WHAT YOU HAVE TO DO: Print all entries word for word.

SUPPLIED DATA:
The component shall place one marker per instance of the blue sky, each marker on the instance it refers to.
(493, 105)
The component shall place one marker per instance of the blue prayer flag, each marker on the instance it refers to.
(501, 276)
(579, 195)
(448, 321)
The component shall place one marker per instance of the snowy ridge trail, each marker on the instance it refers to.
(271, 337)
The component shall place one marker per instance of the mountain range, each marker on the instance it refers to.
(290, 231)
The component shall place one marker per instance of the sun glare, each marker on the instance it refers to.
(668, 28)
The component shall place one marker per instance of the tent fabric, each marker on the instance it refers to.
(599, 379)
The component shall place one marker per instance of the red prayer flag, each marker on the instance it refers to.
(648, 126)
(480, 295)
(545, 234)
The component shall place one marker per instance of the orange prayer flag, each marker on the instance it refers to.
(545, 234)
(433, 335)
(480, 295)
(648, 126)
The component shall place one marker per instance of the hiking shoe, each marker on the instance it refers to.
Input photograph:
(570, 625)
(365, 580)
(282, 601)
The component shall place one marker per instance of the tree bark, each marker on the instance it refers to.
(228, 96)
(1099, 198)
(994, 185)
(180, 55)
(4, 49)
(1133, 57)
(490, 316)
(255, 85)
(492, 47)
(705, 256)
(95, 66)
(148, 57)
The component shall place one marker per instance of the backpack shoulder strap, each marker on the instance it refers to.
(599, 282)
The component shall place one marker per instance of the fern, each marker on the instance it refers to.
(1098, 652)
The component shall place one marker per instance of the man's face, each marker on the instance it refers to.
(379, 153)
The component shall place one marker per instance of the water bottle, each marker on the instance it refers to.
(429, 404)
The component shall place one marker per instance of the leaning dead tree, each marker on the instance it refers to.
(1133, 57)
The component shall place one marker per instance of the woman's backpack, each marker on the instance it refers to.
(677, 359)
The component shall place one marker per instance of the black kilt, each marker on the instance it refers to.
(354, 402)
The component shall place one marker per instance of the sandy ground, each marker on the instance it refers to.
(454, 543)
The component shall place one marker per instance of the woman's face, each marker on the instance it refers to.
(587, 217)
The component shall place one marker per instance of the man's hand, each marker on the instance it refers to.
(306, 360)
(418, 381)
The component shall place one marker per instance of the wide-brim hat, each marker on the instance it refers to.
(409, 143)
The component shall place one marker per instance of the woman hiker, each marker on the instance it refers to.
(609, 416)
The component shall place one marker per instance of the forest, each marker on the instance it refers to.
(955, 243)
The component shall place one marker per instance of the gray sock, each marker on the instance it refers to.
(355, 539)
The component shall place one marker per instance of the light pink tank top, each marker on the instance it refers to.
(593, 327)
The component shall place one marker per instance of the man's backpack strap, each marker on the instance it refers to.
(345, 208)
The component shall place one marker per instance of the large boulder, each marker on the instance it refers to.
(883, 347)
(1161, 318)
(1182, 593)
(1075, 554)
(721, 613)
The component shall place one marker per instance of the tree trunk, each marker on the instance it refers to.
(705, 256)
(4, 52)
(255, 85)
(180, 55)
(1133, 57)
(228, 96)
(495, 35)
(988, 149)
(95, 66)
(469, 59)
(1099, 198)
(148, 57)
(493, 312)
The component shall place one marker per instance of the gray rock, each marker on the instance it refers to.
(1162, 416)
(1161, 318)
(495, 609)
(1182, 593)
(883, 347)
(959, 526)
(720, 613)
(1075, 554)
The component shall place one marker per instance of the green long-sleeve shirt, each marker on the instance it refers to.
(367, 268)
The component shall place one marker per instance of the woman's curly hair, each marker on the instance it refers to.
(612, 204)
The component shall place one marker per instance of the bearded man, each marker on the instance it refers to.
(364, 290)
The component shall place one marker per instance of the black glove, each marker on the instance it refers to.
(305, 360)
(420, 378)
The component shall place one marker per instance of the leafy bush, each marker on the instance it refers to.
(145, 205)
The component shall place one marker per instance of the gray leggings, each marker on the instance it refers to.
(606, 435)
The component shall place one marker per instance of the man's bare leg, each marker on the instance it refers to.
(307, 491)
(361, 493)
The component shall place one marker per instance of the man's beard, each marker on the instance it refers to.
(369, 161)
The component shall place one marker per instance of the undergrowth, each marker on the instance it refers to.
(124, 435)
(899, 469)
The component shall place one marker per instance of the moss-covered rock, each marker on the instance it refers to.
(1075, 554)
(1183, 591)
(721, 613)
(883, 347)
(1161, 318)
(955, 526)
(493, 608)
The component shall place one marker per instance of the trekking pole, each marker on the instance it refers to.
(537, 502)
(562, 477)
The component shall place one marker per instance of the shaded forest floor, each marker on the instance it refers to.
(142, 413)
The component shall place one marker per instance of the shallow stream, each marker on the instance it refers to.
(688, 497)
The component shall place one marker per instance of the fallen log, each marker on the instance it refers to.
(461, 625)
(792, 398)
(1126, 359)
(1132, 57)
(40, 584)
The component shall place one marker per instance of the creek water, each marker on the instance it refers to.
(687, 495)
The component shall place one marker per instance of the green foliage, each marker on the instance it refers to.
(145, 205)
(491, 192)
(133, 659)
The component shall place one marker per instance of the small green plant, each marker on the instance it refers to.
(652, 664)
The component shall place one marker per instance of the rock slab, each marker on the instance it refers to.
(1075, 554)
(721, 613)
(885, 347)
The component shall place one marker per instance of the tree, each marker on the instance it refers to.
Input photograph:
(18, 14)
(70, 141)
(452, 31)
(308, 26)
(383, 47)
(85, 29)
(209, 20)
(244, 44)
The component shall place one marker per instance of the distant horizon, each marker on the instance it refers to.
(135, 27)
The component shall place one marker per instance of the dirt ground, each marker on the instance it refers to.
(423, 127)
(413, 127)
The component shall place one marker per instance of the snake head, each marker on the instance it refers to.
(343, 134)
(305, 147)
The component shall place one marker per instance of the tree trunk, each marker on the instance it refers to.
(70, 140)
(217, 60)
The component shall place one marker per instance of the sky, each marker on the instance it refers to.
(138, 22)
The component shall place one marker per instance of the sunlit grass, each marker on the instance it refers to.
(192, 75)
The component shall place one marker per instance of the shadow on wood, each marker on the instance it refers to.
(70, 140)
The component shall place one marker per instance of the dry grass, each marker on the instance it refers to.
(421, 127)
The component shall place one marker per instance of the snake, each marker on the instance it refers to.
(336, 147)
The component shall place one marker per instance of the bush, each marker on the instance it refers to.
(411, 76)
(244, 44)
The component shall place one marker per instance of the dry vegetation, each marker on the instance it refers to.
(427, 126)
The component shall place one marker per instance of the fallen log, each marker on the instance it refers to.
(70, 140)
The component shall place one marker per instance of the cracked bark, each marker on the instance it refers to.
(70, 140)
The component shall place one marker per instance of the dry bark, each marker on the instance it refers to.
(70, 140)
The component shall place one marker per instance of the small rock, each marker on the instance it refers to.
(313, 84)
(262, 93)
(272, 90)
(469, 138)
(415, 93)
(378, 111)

WRITTEN RESPONSE:
The component shall place one marker per instance of the blue sky, each marker on the instance it refers to.
(493, 105)
The component shall place one marker per instance of the blue prayer flag, each marker on the instance it refers to.
(501, 276)
(579, 195)
(448, 321)
The component shall place one marker per instance of the snowy ridge trail, each marker on the instance it refers to.
(271, 337)
The component shall place one marker per instance of the mountain range, each marker on the instance it refers to.
(290, 231)
The component shall place one marker per instance of the sun glare, each marker on the instance it refers to.
(668, 28)
The component shall place one marker per instance of the tent fabric, each marker on the instance it refers to.
(599, 379)
The component shall place one marker per instance of the red prayer flag, each marker on the instance it refers to.
(648, 126)
(480, 295)
(545, 234)
The component shall place one marker per instance of the orange prayer flag, each marker on the instance it refers to.
(545, 234)
(433, 335)
(480, 295)
(648, 126)
The component shall place one marker per instance of the hiking shoe, each marker on the instance it refers to.
Input photograph:
(570, 625)
(365, 580)
(282, 601)
The component shall place one marker per instance of the tree bark, each marker on the instance it refers to.
(228, 96)
(1099, 198)
(994, 185)
(180, 55)
(4, 49)
(1133, 57)
(490, 316)
(255, 85)
(492, 47)
(705, 256)
(95, 66)
(148, 57)
The component shall place one marker per instance of the backpack shoulder strap, each marker on the instance it refers to.
(599, 282)
The component shall place one marker per instance of the fern, each marker on the instance it refers to.
(1098, 652)
The component shall place one marker per instance of the man's face, each marker on the instance it refers to.
(379, 153)
The component shall place one marker per instance of the water bottle, each marker on the instance it refers to.
(429, 404)
The component shall place one marker per instance of the leaning dead tree, each marker on the instance it refers to.
(1133, 57)
The component shall place one marker per instance of the woman's backpack, each marker on the instance it refers to.
(677, 359)
The component shall place one marker per instance of the black kilt, each marker on the instance it refers to.
(354, 402)
The component shall place one marker per instance of the sandy ground, each marker on the instance it refers to.
(454, 543)
The component shall place one marker per instance of the woman's face, each marker on the instance it refers to.
(587, 217)
The component shall place one marker per instance of the man's hand, each marker on the instance it refers to.
(306, 360)
(418, 381)
The component shall place one marker per instance of the wide-brim hat, each marker on the instance it refers to.
(409, 143)
The component shall place one marker per instance of the woman hiker, each marker on the instance it refers to.
(609, 416)
The component shall place one marker per instance of the forest, each marker on the instance it refers to.
(955, 243)
The component shall place one marker per instance of the gray sock, each marker on the instance it refers to.
(355, 539)
The component shall place one marker per instance of the light pink tank top, each marker on the instance it refers to.
(593, 327)
The component shall place one marker per instance of the man's backpack strap, each marker on the instance it refers to.
(345, 208)
The component shall place one marker per instance of the large boulder, each marker on the instance it refers to.
(883, 347)
(1161, 318)
(1182, 593)
(1075, 554)
(721, 613)
The component shall place one marker per instance of the tree trunk, each marker on the instance it refers to.
(705, 256)
(4, 52)
(255, 85)
(180, 55)
(1133, 57)
(228, 96)
(495, 35)
(988, 149)
(95, 66)
(469, 59)
(1099, 198)
(148, 57)
(493, 312)
The component shall place one marker per instance of the gray rock, each marker on the instance it refers to.
(1162, 416)
(1161, 318)
(495, 609)
(1182, 593)
(883, 347)
(959, 526)
(720, 613)
(1075, 554)
The component shall place one marker per instance of the green long-sleeve shirt, each marker on the instance it refers to.
(367, 268)
The component shall place one marker per instance of the woman's curly hair, each marker on the instance it refers to.
(612, 204)
The component shall place one marker per instance of the bearded man, each marker on the instance it refers to.
(364, 290)
The component shall place one marker per instance of the black glove, each marker on the instance it refers to.
(305, 360)
(420, 378)
The component shall place one marker per instance of the leafy bush, each marker on the instance it refers to.
(145, 205)
The component shall place one marker per instance of the gray leggings, each marker on the instance it refers to.
(606, 435)
The component shall place one marker per instance of the man's bare leg, each marker on the instance it refers to.
(307, 491)
(361, 493)
The component shall place one marker per instance of the man's beard, each marker on the instance it refers to.
(369, 161)
The component shall place one marker per instance of the undergrowth, each marker on the instance it refers to.
(124, 435)
(899, 469)
The component shall place one marker per instance of the moss-covered rock, each marker on the instance it refers to.
(1075, 554)
(1183, 591)
(721, 613)
(883, 347)
(1161, 318)
(955, 526)
(493, 608)
The component shall place one marker per instance of the trekking pole, each marker on the instance it refers to.
(537, 502)
(562, 477)
The component shall place one marker per instance of the shaded forest floor, each marker on the instance it refers to.
(142, 413)
The component shall place one marker per instance of the shallow stream, each marker on the instance it refers to.
(688, 497)
The component shall place one marker per instance of the fallen log, each marker on the instance it refers to.
(461, 625)
(792, 398)
(1126, 359)
(1132, 57)
(40, 584)
The component shall place one marker per instance of the creek water, each marker on the instance it refers to.
(687, 495)
The component shall place one marker per instance of the green foliage, each marker on the instance it refers to.
(145, 205)
(491, 192)
(133, 659)
The component shall place one marker per instance of the small green plant, each marker on the instance it refers to.
(652, 664)
The component shall place one marker per instance of the rock slab, each marker on the instance it refers to.
(1075, 554)
(721, 613)
(885, 347)
The component shall place one marker per instance of the tree, each marker on the instance it refers to.
Input photograph:
(18, 14)
(70, 141)
(452, 31)
(308, 26)
(383, 47)
(85, 29)
(209, 20)
(244, 44)
The component shall place one marker per instance of the distant horizon, each marker on the instance it refers to.
(135, 27)
The component shall place one marker per instance of the dirt ground, each marker on the instance it refers to.
(423, 127)
(413, 127)
The component shall place one marker per instance of the snake head, each marker on the instance it refers to.
(343, 134)
(305, 147)
The component shall place one marker per instance of the tree trunk, each marker on the instance it refers to.
(70, 140)
(217, 60)
The component shall place one marker per instance of the sky, each marker on the instance it refers to.
(138, 22)
The component shall place one marker per instance of the sunlit grass, each marker on the instance it refers to.
(192, 75)
The component shall place one marker per instance of the shadow on wood, each marker on the instance it refers to.
(70, 140)
The component shall place one marker per instance of the dry grass, each marker on the instance it refers to.
(421, 127)
The component shall place one marker per instance of the snake, each marker on the instance it refers to.
(336, 147)
The component shall place one marker per instance of the bush, each marker on the instance it refers to.
(411, 76)
(244, 44)
The component shall place one marker per instance of the dry vegetation, each marker on the instance it refers to.
(427, 126)
The component shall place one marker per instance of the fallen log, each marker on the instance it refers to.
(70, 140)
The component shall place one marker per instance of the cracked bark, each marker on the instance it refers to.
(70, 140)
The component shall place one marker per instance of the dry bark, each marker on the instance it refers to.
(70, 140)
The component shall place one marker per instance of the small rock, each marker on the instance it refers to.
(313, 84)
(262, 93)
(272, 90)
(469, 138)
(415, 93)
(378, 111)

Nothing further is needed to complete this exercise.